====== RECORD LIST
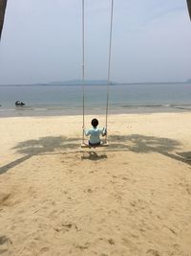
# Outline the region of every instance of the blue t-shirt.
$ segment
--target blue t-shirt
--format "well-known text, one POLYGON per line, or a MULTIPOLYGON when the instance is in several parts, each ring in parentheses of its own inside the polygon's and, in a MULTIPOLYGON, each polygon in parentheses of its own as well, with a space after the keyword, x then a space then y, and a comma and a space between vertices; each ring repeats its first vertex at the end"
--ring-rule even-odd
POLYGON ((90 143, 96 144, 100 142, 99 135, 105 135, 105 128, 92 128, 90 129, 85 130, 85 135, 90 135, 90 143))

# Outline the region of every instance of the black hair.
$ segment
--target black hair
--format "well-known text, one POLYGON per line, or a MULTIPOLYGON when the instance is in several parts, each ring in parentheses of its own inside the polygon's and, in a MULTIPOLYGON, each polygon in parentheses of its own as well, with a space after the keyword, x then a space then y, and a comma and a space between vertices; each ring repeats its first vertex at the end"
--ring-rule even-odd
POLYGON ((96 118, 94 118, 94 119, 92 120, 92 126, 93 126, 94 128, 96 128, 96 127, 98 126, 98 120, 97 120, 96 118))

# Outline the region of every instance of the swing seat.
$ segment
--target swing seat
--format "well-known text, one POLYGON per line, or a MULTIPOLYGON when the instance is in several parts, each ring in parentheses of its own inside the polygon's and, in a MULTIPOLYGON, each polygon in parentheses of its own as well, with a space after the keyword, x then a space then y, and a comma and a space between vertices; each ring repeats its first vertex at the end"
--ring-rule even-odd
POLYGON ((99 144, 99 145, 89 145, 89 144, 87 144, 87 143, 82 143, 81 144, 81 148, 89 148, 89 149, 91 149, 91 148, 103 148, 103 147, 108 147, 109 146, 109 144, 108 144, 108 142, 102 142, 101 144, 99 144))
============
====== RECORD LIST
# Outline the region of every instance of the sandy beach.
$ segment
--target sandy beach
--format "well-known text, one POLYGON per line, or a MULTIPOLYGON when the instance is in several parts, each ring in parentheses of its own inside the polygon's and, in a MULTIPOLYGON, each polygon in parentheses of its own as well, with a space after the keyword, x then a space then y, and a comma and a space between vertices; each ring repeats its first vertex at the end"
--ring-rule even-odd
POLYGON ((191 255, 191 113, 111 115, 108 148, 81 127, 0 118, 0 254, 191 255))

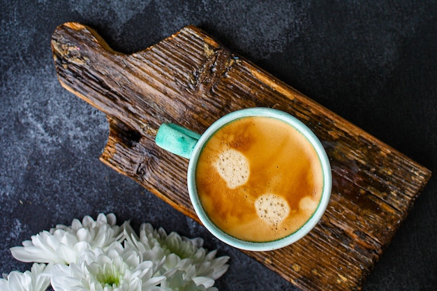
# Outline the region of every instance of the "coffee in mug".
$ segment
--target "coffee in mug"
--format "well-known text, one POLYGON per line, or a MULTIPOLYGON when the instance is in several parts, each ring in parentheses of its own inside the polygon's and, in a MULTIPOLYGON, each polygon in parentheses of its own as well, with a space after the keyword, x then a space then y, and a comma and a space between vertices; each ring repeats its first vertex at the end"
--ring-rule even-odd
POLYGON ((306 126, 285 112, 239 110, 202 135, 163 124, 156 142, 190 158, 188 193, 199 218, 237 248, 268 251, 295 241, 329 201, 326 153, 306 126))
============
====== RECORD LIST
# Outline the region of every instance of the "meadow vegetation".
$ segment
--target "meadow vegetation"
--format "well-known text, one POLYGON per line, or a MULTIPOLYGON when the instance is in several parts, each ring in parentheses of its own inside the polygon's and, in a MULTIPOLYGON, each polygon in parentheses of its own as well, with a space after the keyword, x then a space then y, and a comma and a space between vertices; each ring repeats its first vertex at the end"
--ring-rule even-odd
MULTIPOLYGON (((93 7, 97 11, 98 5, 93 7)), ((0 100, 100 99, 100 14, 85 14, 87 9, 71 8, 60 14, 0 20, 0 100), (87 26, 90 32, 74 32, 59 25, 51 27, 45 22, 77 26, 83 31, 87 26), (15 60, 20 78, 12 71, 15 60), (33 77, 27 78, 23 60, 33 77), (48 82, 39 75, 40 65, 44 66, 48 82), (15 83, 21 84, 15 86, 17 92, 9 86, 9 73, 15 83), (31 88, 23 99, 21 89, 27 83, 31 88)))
============
[TASK INSTRUCTIONS]
Copy the listing lines unchanged, beginning at the line that contains "# Outline the region of every instance of the black" and ending after the line that contains "POLYGON ((96 118, 94".

[RESULT FOR THIS TASK]
# Outline the region of every instance of the black hair.
$ segment
--target black hair
--format "well-known text, one POLYGON per line, or a MULTIPOLYGON when the instance is in several parts, each ring in parentheses of its own inside the polygon's and, in a MULTIPOLYGON, each polygon in parentheses of its own as well, with a space after the keyword, x then a space then y, and a comma and a space between vertices; each ring repeats its first vertex at the end"
--ring-rule even-odd
POLYGON ((96 118, 94 118, 94 119, 92 120, 92 126, 93 126, 94 128, 96 128, 96 127, 98 126, 98 120, 97 120, 96 118))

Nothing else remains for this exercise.